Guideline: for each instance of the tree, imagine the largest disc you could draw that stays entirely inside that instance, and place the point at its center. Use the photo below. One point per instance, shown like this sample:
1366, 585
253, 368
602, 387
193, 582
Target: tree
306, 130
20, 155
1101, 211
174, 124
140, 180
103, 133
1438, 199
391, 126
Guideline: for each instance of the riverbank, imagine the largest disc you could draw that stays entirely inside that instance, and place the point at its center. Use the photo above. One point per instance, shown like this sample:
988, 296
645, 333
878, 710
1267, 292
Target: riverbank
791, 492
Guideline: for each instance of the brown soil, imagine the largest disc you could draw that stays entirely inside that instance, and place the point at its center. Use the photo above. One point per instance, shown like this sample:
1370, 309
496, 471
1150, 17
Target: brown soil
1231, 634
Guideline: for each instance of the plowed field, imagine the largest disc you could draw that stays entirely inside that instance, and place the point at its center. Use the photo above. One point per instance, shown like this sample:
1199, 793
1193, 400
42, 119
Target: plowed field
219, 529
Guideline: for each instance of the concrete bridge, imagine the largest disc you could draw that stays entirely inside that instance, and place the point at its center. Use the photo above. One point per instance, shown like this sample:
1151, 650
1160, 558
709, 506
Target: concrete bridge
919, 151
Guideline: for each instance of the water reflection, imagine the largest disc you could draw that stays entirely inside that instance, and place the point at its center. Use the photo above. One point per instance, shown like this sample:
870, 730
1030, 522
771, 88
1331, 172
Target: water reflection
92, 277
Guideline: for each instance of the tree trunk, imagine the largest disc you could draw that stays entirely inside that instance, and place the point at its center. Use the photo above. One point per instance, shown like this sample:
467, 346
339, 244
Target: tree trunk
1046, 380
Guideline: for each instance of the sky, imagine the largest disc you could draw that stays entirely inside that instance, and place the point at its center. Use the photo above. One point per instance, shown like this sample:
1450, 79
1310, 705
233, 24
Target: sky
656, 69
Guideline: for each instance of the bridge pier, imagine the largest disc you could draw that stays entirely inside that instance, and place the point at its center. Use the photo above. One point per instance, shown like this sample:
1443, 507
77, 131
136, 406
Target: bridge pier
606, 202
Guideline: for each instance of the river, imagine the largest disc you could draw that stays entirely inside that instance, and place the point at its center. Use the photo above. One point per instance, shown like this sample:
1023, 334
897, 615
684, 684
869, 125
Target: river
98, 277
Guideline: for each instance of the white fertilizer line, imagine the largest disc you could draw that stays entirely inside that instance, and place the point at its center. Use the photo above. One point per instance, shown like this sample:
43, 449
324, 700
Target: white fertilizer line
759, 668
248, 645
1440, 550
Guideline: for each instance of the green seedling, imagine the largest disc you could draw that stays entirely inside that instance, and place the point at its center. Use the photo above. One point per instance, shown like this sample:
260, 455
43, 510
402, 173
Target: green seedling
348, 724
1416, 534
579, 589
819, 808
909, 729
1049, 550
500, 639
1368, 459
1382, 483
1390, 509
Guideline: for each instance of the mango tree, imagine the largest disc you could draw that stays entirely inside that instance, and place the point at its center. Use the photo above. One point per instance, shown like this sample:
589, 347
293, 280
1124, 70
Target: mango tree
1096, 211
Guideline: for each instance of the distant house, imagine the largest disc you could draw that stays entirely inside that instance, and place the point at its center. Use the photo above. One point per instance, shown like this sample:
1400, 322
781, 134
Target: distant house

Problem details: Retype every record exactly, omitting nothing.

Exercise solution:
Guideline: for each instance of the tree, imagine the largest disc you could draw that stays entirely inside that instance, and place the point at its center. Use the photo below. One point per instance, shown like this sample:
1366, 585
253, 368
602, 387
193, 582
Target: tree
306, 130
20, 155
1101, 211
174, 124
140, 180
103, 133
1438, 199
391, 126
Guideline: for each instance of the riverbank, imagine the largest disc you could draw that stays entirely inside that instance, and place the point at its center. Use the photo above. One point per instance, shown like this sample:
988, 296
645, 333
878, 710
1267, 292
Target: riverbank
791, 492
Guideline: for each instance of the brown soil, imagine the largest disc you could draw that stays entirely inside that instance, and place the point at its center. Use the photo above. One point per instance, shown like this sample:
1370, 309
496, 471
1150, 17
Target: brown soil
1231, 634
Guideline: for each instance of the plowed field, imagine the largest disc you could draw that stays entirely inside that instance, and place the point at its center. Use the photo above. One point per instance, shown like this sample:
1199, 793
1193, 400
42, 119
Target: plowed field
219, 529
Guideline: for each instance of the concrete bridge, imagine the largest disc you could draw that stays entirely inside that instance, and place the point at its center. Use the photo above. One point per instance, shown like this sample:
1151, 650
1160, 558
709, 506
Target: concrete bridge
919, 151
Guideline: for each instance of the water reflection, imagine the largest disc you could draw that stays entirely inside that instance, and place the point at its center. Use the photo above. One point per instance, shown like this sample:
870, 730
1030, 522
771, 88
1331, 172
Target: water reflection
92, 277
Guideline: for each instance of the tree trunk, imagine the largest disc you could draw that stays entirely inside that instance, and place the point at its center. Use the photo above. One point per instance, shown like this sample:
467, 346
339, 244
Target: tree trunk
1046, 380
Guideline: for each instance of the sky, imagine the largest disc you could draw that stays entirely inside that instance, and place the point at its center. Use the photo above. One point per instance, shown like this sample:
1450, 79
1310, 705
233, 24
Target: sky
656, 69
Guideline: for each instance of the bridge pier, imagine the largest disc you could draw that stays entirely inside that instance, and place the point at its center. Use the photo above. One point per instance, shown like this sample:
1443, 507
77, 131
136, 406
Target: bridge pier
606, 202
Guideline: for each instance of the river, imagine the largest disc you could draw that stays entirely inside that instance, and place the point at its center. Use the photo above. One point per instance, shown like this sample:
1023, 334
897, 615
684, 684
869, 125
Target: river
98, 277
Guideline: for each instance of the white fertilizer line, imagine the largest disc you could draw that stays entirely inside that instance, and place the point at its center. Use the photo above. One point per instance, shown like this sample:
43, 449
324, 700
Target: white fertilizer line
759, 668
248, 645
1440, 550
Guideline: for each instance of the green seedling, imagine the largest disc you could draw that stays entirely inside that instance, and place the point at its center. Use the photo above. One point per instance, shown like this sample:
260, 455
43, 510
402, 173
Target: green seedling
348, 724
1416, 534
579, 589
819, 808
909, 729
1049, 550
500, 639
1368, 459
1382, 483
1390, 509
Guideline: for each instance of the mango tree, imagine the largest disc you could draw that stays entirely inside that instance, and place the point at its center. Use the photo above. One point per instance, shown like this sample:
589, 347
293, 280
1124, 70
Target: mango tree
1096, 211
Guideline: for each instance of the distant house, imagine the largest disc you could draw that stays entirely inside that instance, and place the point at its center. Use the photo above. One point per instance, shown like this sample:
1400, 322
781, 134
Target: distant house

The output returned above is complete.